_HOW TO COMPLETE THIS TASK_
Taking the listing below, restate word for word each line from the line with "Target: side step bar" to the line with "<point>18,156</point>", ends included, and stop there.

↓↓↓

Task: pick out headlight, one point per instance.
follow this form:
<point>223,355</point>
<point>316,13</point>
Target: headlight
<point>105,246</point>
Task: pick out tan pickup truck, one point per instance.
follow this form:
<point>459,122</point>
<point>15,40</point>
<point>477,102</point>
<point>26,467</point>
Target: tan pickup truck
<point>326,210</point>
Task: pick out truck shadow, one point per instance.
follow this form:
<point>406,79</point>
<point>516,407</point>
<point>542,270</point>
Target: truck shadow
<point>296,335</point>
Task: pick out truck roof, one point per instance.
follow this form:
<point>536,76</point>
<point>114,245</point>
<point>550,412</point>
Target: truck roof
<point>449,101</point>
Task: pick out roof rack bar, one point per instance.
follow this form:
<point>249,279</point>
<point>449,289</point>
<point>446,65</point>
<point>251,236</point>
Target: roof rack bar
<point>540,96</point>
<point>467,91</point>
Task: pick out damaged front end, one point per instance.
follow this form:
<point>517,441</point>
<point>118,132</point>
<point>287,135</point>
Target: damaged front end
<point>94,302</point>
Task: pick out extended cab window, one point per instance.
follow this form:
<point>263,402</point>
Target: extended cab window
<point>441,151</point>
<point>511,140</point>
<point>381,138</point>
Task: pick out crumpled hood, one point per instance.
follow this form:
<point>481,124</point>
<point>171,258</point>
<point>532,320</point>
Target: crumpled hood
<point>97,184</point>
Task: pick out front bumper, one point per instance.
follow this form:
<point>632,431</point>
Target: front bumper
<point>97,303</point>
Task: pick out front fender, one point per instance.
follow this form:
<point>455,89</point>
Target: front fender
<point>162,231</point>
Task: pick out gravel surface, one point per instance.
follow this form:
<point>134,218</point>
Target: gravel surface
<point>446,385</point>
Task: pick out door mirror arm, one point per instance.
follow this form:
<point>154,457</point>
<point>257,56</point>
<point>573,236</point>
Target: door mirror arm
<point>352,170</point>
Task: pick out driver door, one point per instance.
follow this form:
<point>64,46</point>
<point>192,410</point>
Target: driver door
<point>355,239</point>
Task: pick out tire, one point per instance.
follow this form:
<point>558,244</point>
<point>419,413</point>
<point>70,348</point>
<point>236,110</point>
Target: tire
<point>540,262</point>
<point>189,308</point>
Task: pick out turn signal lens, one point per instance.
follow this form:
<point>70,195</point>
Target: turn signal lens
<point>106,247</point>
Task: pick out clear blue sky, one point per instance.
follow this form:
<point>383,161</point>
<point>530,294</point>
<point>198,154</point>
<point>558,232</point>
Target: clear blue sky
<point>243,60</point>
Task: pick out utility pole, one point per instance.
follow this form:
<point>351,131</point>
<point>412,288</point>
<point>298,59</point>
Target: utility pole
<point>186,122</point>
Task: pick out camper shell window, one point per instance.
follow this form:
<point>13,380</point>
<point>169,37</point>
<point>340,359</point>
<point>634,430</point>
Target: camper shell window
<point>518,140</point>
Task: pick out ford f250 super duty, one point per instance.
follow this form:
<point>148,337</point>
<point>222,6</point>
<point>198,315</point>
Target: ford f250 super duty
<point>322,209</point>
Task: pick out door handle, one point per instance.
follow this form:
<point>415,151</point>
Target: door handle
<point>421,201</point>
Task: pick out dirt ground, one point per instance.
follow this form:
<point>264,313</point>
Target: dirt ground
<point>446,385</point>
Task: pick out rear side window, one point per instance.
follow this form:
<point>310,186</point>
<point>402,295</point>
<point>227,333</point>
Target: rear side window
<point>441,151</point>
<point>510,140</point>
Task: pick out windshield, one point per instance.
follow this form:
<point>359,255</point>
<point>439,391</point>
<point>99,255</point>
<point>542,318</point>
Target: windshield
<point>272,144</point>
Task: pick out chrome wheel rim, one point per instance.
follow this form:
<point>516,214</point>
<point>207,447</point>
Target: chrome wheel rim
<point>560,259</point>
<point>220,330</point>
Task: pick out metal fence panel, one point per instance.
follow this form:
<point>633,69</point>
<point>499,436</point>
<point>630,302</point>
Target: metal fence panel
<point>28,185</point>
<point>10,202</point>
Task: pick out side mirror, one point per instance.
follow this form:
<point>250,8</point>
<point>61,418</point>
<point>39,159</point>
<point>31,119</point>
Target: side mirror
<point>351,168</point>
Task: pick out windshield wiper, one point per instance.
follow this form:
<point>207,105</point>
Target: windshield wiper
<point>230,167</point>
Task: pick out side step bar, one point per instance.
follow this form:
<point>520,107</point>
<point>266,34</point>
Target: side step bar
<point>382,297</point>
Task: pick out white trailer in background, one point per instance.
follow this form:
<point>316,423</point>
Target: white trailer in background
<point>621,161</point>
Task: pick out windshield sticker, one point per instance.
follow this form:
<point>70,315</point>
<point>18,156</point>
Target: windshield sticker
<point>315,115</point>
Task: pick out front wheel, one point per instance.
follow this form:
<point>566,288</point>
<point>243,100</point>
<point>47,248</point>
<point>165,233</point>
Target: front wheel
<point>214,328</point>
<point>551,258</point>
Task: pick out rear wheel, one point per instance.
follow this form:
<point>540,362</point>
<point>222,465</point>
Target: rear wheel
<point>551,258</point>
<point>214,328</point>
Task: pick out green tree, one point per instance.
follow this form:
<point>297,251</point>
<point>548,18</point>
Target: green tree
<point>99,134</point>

↑↑↑

_SOLUTION TO THIS EXERCISE_
Target: side step bar
<point>382,297</point>
Task: pick out white trailer in background, one point per instance.
follow this form:
<point>316,423</point>
Target: white trailer in background
<point>621,161</point>
Task: pick out windshield sticker, one point per instance.
follow this form:
<point>70,315</point>
<point>18,156</point>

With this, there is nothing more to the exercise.